**EXTRAIT DU TEXTE**
%%
"J'avais le projet de refonder le modèle de management d'Air France" (Janaillac)

Dans un entretien accordé à quelques journalistes, le Pdg démissionnaire d'Air France-KLM explique qu'il avait préparé un projet de réorganisation d'Air France pour la rendre plus agile. Il explique aussi les grands défis auxquels va être confronté le groupe.
Fabrice Gliszczynski
Sur le départ, Jean-Marc Janaillac n'exprime aucun regret d'avoir lancé ce référendum sur la question salariale chez Air France-KLM.

Clap de fin pour Jean-Marc Janaillac. Moins de deux ans après son arrivée à la tête d'Air France-KLM, il a démissionné ce mardi 15 mai à l'issue de l'assemblée générale des actionnaires au cours de laquelle il a passé le témoin à Anne-Marie Couderc, nommée par le conseil d'administration pour assurer la présidence non exécutive par intérim du groupe (et d'Air France), le temps de trouver un nouveau patron. Le conseil a confié les manettes opérationnelles à un collège de trois directeurs généraux, Franck Terner, le DG d'Air France, Pieter Elbers, le président du directoire de KLM et Frédéric Gagey, le directeur financier d'Air France-KLM.

Pas de regret sur le référendum

Dans un entretien réalisé peu avant l'assemblée générale avec quelques journalistes, Jean-Marc Janaillac n'exprime aucun regret d'avoir lancé ce référendum sur la question salariale ("il fallait créer un choc", "la situation était bloquée, on n'avait pas les moyens de céder", "on n'allait pas pas laisser pourrir la situation, les équipes étaient épuisées"), ni d'avoir mis sa démission dans la balance dans la mesure où il était difficile de faire autrement. Après coup, ce quitte ou double a permis selon lui d'éviter un grand nombre d'abstentions et "un résultat encore pire".

"Les gens n'ont pas répondu à la question"

Pour Jean-Marc Janaillac, la large victoire du "non" à sa proposition d'augmentation salariale (+2% en 2018 et +5% de 2019 et 2021, hors augmentations individuelles, avancement automatique lié à l'ancienneté...) n'est pas un rejet à sa proposition salariale mais traduit au contraire un profond malaise plus large.

« Clairement, les gens n'ont pas répondu à la question. Ils ont exprimé leur frustration, leurs attentes avec des motifs complètement différents les uns des autres. Comme tout le monde disait que le "oui" allait l'emporter, voter "non" pouvait donner l'impression qu'il n'y avait pas de conséquence, et que l'on pouvait se défouler et exprimer un mécontentement qui ne concernait pas forcément la proposition salariale, mais qui touchait les conditions de travail et un mal-être par rapport aux métiers qui changent", assure-t-il.

Une organisation administrative

Pour Jean-Marc Janaillac, les événements récents à Air France montrent la nécessité de "refonder plus vite et plus profondément" la compagnie en revoyant notamment "son modèle d'organisation et son modèle de management", qui fonctionne trop souvent encore "comme une entreprise publique, très verticale et très administrative, avec de grands silos"Ce phénomène s'observe "plutôt au siège, dans les services centraux, les finances, les RH, la direction des opérations aériennes, tous les back offices administratifs, là  il n'y a pas eu assez d'évolutions en termes d'organisation, de management (...), de relations sociales, de relations entre les équipes et  à l'intérieur des équipes".
%%
**CONSIGNE 1**
Selon l'article sur le départ de Jean-Marc Janaillac, à quelle personne a-t-il passé le témoin lors de l'assemblée générale des actionnaires ?
**CONSIGNE 2**
Citez les trois directeurs généraux auxquels le conseil a confié les manettes opérationnelles, d'après l'article sur le départ de Jean-Marc Janaillac, avec la fonction de chacun.
**CONSIGNE 3**
Rédigez la suite de l'article sur le départ de Jean-Marc Janaillac à partir de sa dernière phrase.

**LISTE DES ENREGISTREMENTS**
%%
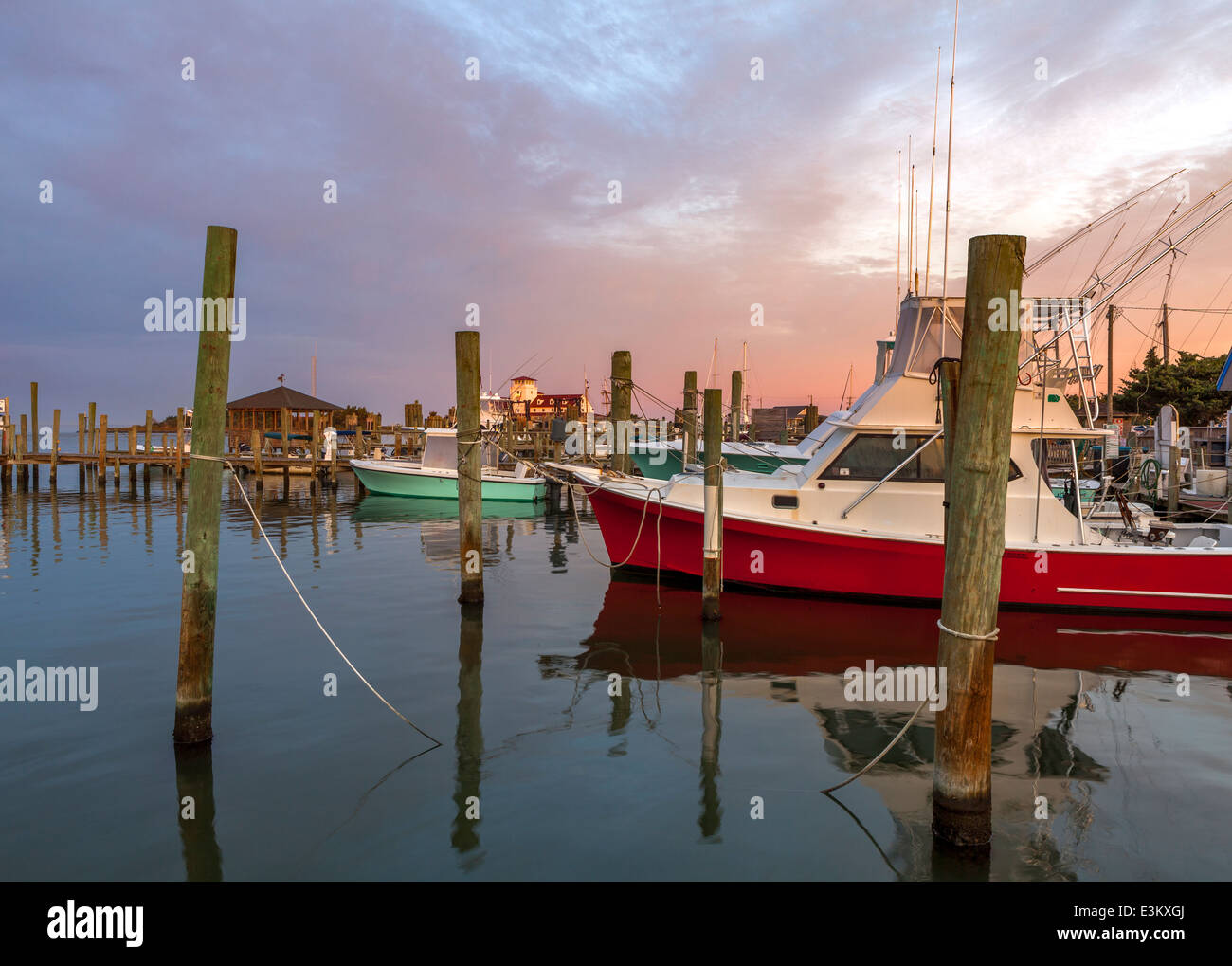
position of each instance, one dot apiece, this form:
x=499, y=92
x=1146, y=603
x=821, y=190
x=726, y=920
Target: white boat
x=436, y=476
x=865, y=518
%%
**RÉPONSE 1**
Il a passé le témoin à Anne-Marie Couderc, nommée présidente non exécutive par intérim du groupe.

**RÉPONSE 2**
Franck Terner, directeur général d'Air France
Pieter Elbers, président du directoire de KLM
Frédéric Gagey, directeur financier d'Air France-KLM

**RÉPONSE 3**
"Si le "oui" l'avait emporté, nous avions le projet que nous comptions lancer très vite, de refonder l'organisation et le modèle de management d'Air France", ajoute-t-il.

Problème d'identité

Jean-Marc Janaillac pointe également du doigt "un problème d'identité à Air France" et a regretté de ne pas avoir suffisamment insisté sur cet "aspect culturel" avec des salariés qui peinent à comprendre la place et le rôle de leur compagnie.

"Avec d'un côté le groupe et les alliances, et de l'autre Transavia et Joon, le rôle d'Air France, sa spécificité et son identité interrogent ", fait-il remarquer.

Pour Jean-Marc Janaillac, tout cela a formé "un terreau de mal-être sur lequel ont prospéré des revendications salariales complètement irréalistes", mais aussi les stratégies de certains syndicats à l'approche des élections professionnelles l'an prochain qui mettront en œuvre de nouvelles règles de représentativité.

"Il y a eu du côté des syndicats plus de préoccupations liées à leur boutique et leur territoire plutôt qu'à l'intérêt général", assure Jean-Marc Janaillac. Mais il est conscient de la part de responsabilité de la direction dans la constitution de ce terreau d'inquiétudes sans qui rien n'aurait pu prospérer, ajoute-t-il, en regrettant néanmoins "des coups en dessous de la ceinture" portés par des syndicats.

Lire aussi : Air France, le PDG vide son sac avant de partir et fustige le SNPL

Les hubs menacés

Avec cette réorganisation, son successeur a déjà un chantier devant lui. Il y en a d'autres. Celui de retrouver la cohésion sociale évidemment, ou d'améliorer la compétitivité non seulement d'Air France mais aussi de l'environnement fiscal et social dans lequel évolue la compagnie. Il demande à l'État de baisser le boulet fiscal et social qui pénalise Air France.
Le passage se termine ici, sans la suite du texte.